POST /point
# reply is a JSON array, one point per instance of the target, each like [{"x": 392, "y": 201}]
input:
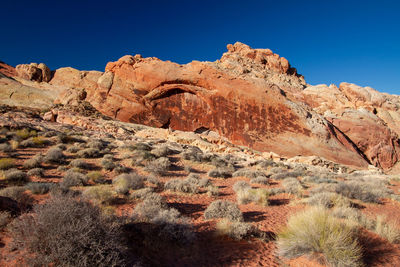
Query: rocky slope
[{"x": 252, "y": 97}]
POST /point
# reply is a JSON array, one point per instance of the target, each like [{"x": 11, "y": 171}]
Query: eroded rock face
[
  {"x": 369, "y": 118},
  {"x": 34, "y": 72},
  {"x": 242, "y": 97}
]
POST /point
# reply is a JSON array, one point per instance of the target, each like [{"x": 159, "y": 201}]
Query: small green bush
[
  {"x": 223, "y": 209},
  {"x": 317, "y": 231},
  {"x": 7, "y": 163}
]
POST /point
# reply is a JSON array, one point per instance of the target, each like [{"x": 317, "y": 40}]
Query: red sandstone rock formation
[{"x": 253, "y": 97}]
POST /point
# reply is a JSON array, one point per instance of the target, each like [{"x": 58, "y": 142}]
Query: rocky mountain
[{"x": 252, "y": 97}]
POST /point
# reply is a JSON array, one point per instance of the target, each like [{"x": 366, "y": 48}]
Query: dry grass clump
[
  {"x": 212, "y": 191},
  {"x": 89, "y": 153},
  {"x": 237, "y": 230},
  {"x": 193, "y": 153},
  {"x": 363, "y": 191},
  {"x": 7, "y": 163},
  {"x": 39, "y": 188},
  {"x": 387, "y": 229},
  {"x": 15, "y": 177},
  {"x": 317, "y": 180},
  {"x": 100, "y": 194},
  {"x": 260, "y": 180},
  {"x": 258, "y": 196},
  {"x": 5, "y": 218},
  {"x": 223, "y": 209},
  {"x": 328, "y": 200},
  {"x": 6, "y": 148},
  {"x": 141, "y": 193},
  {"x": 292, "y": 186},
  {"x": 82, "y": 238},
  {"x": 162, "y": 151},
  {"x": 37, "y": 172},
  {"x": 170, "y": 225},
  {"x": 73, "y": 178},
  {"x": 184, "y": 186},
  {"x": 124, "y": 182},
  {"x": 18, "y": 194},
  {"x": 160, "y": 166},
  {"x": 107, "y": 163},
  {"x": 54, "y": 155},
  {"x": 34, "y": 162},
  {"x": 252, "y": 174},
  {"x": 96, "y": 177},
  {"x": 316, "y": 231},
  {"x": 287, "y": 174},
  {"x": 220, "y": 173},
  {"x": 79, "y": 163}
]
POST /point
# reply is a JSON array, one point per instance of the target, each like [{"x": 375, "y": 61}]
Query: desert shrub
[
  {"x": 25, "y": 133},
  {"x": 236, "y": 230},
  {"x": 317, "y": 231},
  {"x": 212, "y": 191},
  {"x": 39, "y": 188},
  {"x": 18, "y": 194},
  {"x": 141, "y": 193},
  {"x": 359, "y": 190},
  {"x": 121, "y": 169},
  {"x": 173, "y": 227},
  {"x": 275, "y": 191},
  {"x": 317, "y": 180},
  {"x": 223, "y": 209},
  {"x": 184, "y": 186},
  {"x": 79, "y": 163},
  {"x": 249, "y": 173},
  {"x": 97, "y": 144},
  {"x": 107, "y": 164},
  {"x": 265, "y": 164},
  {"x": 162, "y": 151},
  {"x": 15, "y": 177},
  {"x": 37, "y": 172},
  {"x": 54, "y": 155},
  {"x": 153, "y": 180},
  {"x": 260, "y": 180},
  {"x": 387, "y": 229},
  {"x": 142, "y": 158},
  {"x": 6, "y": 148},
  {"x": 5, "y": 218},
  {"x": 73, "y": 178},
  {"x": 96, "y": 177},
  {"x": 240, "y": 185},
  {"x": 328, "y": 200},
  {"x": 82, "y": 238},
  {"x": 193, "y": 154},
  {"x": 34, "y": 162},
  {"x": 7, "y": 163},
  {"x": 249, "y": 195},
  {"x": 149, "y": 208},
  {"x": 142, "y": 147},
  {"x": 220, "y": 173},
  {"x": 100, "y": 194},
  {"x": 124, "y": 182},
  {"x": 73, "y": 149},
  {"x": 159, "y": 166},
  {"x": 89, "y": 153},
  {"x": 292, "y": 186}
]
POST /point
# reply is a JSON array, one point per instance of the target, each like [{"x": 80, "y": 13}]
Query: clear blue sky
[{"x": 327, "y": 41}]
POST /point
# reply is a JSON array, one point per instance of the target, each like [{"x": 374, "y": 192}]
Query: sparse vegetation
[
  {"x": 316, "y": 231},
  {"x": 124, "y": 182},
  {"x": 223, "y": 209},
  {"x": 6, "y": 163},
  {"x": 82, "y": 238}
]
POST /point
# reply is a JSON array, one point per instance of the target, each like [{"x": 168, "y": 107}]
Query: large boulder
[{"x": 34, "y": 72}]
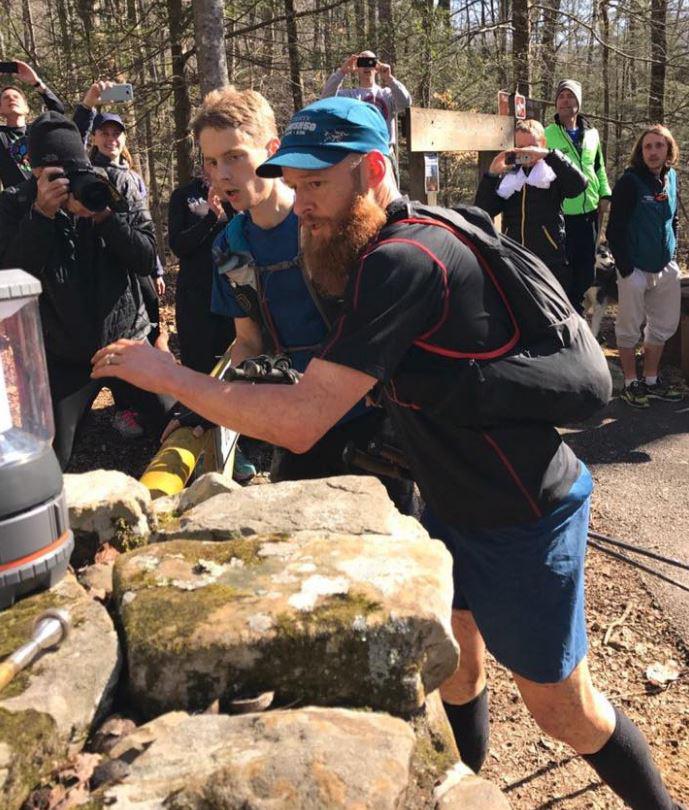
#####
_WORK TASK_. Keep every word of the lines above unchanged in the copy, and omit the pictures.

_TASK RESULT_.
POST /point
# reply is a JSON array, one point per instance of the target, each like [{"x": 392, "y": 201}]
input:
Query: rocky slope
[{"x": 252, "y": 97}]
POST /point
# reply is a JSON array, one point per instance of the target, each like [{"x": 11, "y": 171}]
Query: eroded rock face
[
  {"x": 369, "y": 118},
  {"x": 34, "y": 72},
  {"x": 242, "y": 97}
]
POST /point
# reply is a JSON array, one point per instance of the target, each like [{"x": 159, "y": 201}]
Query: small green bush
[
  {"x": 223, "y": 209},
  {"x": 317, "y": 231},
  {"x": 7, "y": 163}
]
POST /point
# reply is a JSON array, one point per instance of the target, each like [{"x": 317, "y": 40}]
Query: red sandstone rock formation
[{"x": 253, "y": 97}]
POST /point
# reply is a JSON array, one point per instance of the target, each like [{"x": 58, "y": 142}]
Query: rocky mountain
[{"x": 252, "y": 97}]
POST /point
# reply is a JSON array, one point per instance of the target, each like [{"x": 366, "y": 48}]
Query: dry grass clump
[
  {"x": 212, "y": 191},
  {"x": 89, "y": 153},
  {"x": 237, "y": 230},
  {"x": 193, "y": 153},
  {"x": 363, "y": 191},
  {"x": 7, "y": 163},
  {"x": 39, "y": 188},
  {"x": 387, "y": 229},
  {"x": 15, "y": 177},
  {"x": 317, "y": 180},
  {"x": 100, "y": 194},
  {"x": 260, "y": 180},
  {"x": 258, "y": 196},
  {"x": 5, "y": 218},
  {"x": 223, "y": 209},
  {"x": 328, "y": 200},
  {"x": 6, "y": 148},
  {"x": 141, "y": 193},
  {"x": 292, "y": 186},
  {"x": 82, "y": 238},
  {"x": 162, "y": 151},
  {"x": 37, "y": 172},
  {"x": 170, "y": 225},
  {"x": 73, "y": 178},
  {"x": 184, "y": 186},
  {"x": 124, "y": 182},
  {"x": 18, "y": 194},
  {"x": 160, "y": 166},
  {"x": 107, "y": 163},
  {"x": 54, "y": 155},
  {"x": 34, "y": 162},
  {"x": 252, "y": 174},
  {"x": 96, "y": 177},
  {"x": 316, "y": 231},
  {"x": 287, "y": 174},
  {"x": 220, "y": 173},
  {"x": 79, "y": 163}
]
POST /point
# reply is a JSON array, one point per instance of the target, each like [{"x": 375, "y": 61}]
Query: desert shrub
[
  {"x": 25, "y": 133},
  {"x": 236, "y": 230},
  {"x": 317, "y": 231},
  {"x": 212, "y": 191},
  {"x": 39, "y": 188},
  {"x": 18, "y": 194},
  {"x": 141, "y": 193},
  {"x": 359, "y": 190},
  {"x": 121, "y": 169},
  {"x": 173, "y": 227},
  {"x": 275, "y": 191},
  {"x": 317, "y": 180},
  {"x": 223, "y": 209},
  {"x": 184, "y": 186},
  {"x": 79, "y": 163},
  {"x": 249, "y": 173},
  {"x": 97, "y": 144},
  {"x": 107, "y": 164},
  {"x": 265, "y": 164},
  {"x": 162, "y": 151},
  {"x": 15, "y": 177},
  {"x": 37, "y": 172},
  {"x": 54, "y": 155},
  {"x": 153, "y": 180},
  {"x": 260, "y": 180},
  {"x": 387, "y": 229},
  {"x": 142, "y": 158},
  {"x": 6, "y": 148},
  {"x": 5, "y": 218},
  {"x": 73, "y": 178},
  {"x": 96, "y": 177},
  {"x": 240, "y": 185},
  {"x": 328, "y": 200},
  {"x": 82, "y": 238},
  {"x": 193, "y": 154},
  {"x": 34, "y": 162},
  {"x": 7, "y": 163},
  {"x": 249, "y": 195},
  {"x": 149, "y": 208},
  {"x": 142, "y": 147},
  {"x": 220, "y": 173},
  {"x": 100, "y": 194},
  {"x": 124, "y": 182},
  {"x": 73, "y": 149},
  {"x": 159, "y": 166},
  {"x": 89, "y": 153},
  {"x": 292, "y": 186}
]
POST /point
# reply is a JSON array, one point per instance of the target, each like [{"x": 80, "y": 13}]
Query: clear blue sky
[{"x": 327, "y": 41}]
POST /point
# reply is a JSON array, one point per instance of the target, each like [{"x": 374, "y": 192}]
Query: sparse vegetation
[
  {"x": 316, "y": 231},
  {"x": 124, "y": 182},
  {"x": 223, "y": 209},
  {"x": 6, "y": 163},
  {"x": 82, "y": 238}
]
POST /point
# reply is a JSON array, one point per instance of the target, each like [{"x": 168, "y": 107}]
Query: large boulder
[{"x": 34, "y": 72}]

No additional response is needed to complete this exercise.